### Recorded data
== == ==

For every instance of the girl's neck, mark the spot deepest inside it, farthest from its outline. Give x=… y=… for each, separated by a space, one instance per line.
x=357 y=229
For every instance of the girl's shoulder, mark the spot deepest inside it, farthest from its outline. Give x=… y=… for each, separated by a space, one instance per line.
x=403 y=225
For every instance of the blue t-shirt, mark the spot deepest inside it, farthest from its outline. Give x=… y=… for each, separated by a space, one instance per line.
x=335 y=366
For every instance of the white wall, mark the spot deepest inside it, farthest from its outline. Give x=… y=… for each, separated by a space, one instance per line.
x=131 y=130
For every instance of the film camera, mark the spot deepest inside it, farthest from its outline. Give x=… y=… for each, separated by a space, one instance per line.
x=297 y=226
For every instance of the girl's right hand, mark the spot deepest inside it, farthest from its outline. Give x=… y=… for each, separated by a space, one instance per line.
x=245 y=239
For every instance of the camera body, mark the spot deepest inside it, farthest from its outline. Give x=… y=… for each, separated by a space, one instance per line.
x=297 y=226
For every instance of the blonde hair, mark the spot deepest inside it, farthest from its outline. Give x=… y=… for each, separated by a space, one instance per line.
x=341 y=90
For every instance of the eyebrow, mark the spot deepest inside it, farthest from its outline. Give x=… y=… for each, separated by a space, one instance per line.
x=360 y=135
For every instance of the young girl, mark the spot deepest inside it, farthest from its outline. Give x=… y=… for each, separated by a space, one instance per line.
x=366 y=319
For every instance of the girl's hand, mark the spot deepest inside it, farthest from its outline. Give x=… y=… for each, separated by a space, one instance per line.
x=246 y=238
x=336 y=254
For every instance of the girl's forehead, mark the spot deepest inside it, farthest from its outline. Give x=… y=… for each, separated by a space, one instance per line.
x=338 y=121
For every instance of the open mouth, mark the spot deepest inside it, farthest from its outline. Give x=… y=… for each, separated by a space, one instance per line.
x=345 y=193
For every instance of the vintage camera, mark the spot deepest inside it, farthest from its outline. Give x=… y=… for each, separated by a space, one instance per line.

== == ==

### Problem details
Set down an exact copy of the entries above.

### Output for this exercise
For every instance of the girl's neck, mark the spot deepest inside it, farthest from its outline. Give x=… y=… for each, separated by a space, one instance per line.
x=357 y=229
For every instance of the girl's shoulder, mark the spot deepest inside it, farthest from its outline. Give x=… y=… for each, separated by a space, one instance per line.
x=403 y=225
For every instance of the blue t-shirt, mark the spot deepest inside it, farthest from its outline. Give x=… y=… for each, separated by a space, one instance per line.
x=335 y=366
For every instance of the white wall, mark the spot deepest inside it, farthest from its outline. Give x=… y=… for each, separated by a space, one instance per line.
x=131 y=130
For every instance of the film camera, mark the spot deepest inside it, farthest from its outline. Give x=… y=… for each, separated by a space, one instance per line.
x=297 y=226
For every instance of the girl's right hand, mark the spot deepest inside it, farthest from its outline. Give x=… y=… for each, separated by a space, one instance per line.
x=245 y=239
For every instance of the camera body, mark the spot deepest inside it, farthest from its outline. Give x=… y=… for each, separated by a space, one instance per line.
x=297 y=226
For every instance of the blonde hair, mark the spot deepest inside it, farthest from its outline. Give x=… y=… for each, separated by a space, one instance per line.
x=341 y=90
For every instance of the eyebrow, mark the spot deepest inside it, farthest from its outline. Give x=… y=… for each, separated by a space, one instance per line.
x=360 y=135
For every instance of the young girl, mark the spot deepest inside it, farthest from its outline. Give x=… y=… for each, separated by a space, one instance per line.
x=366 y=319
For every instance of the girl's hand, mark the spot deepest inside it, farthest from its outline. Give x=… y=… for each, separated by a space, one instance per line.
x=246 y=238
x=336 y=254
For every instance of the girl's forehead, mark the spot deepest inside it, farthest from its outline. Give x=… y=… for each, separated by a space, one instance per line.
x=338 y=121
For every instance of the open mouth, mark the spot deepest inside it, farthest from its outline. Give x=… y=… for each, separated by a space, one instance per line.
x=345 y=193
For every instance of the vintage camera, mark the spot deepest inside it, farthest from its outline. Give x=… y=… for each, separated by a space, one instance per line.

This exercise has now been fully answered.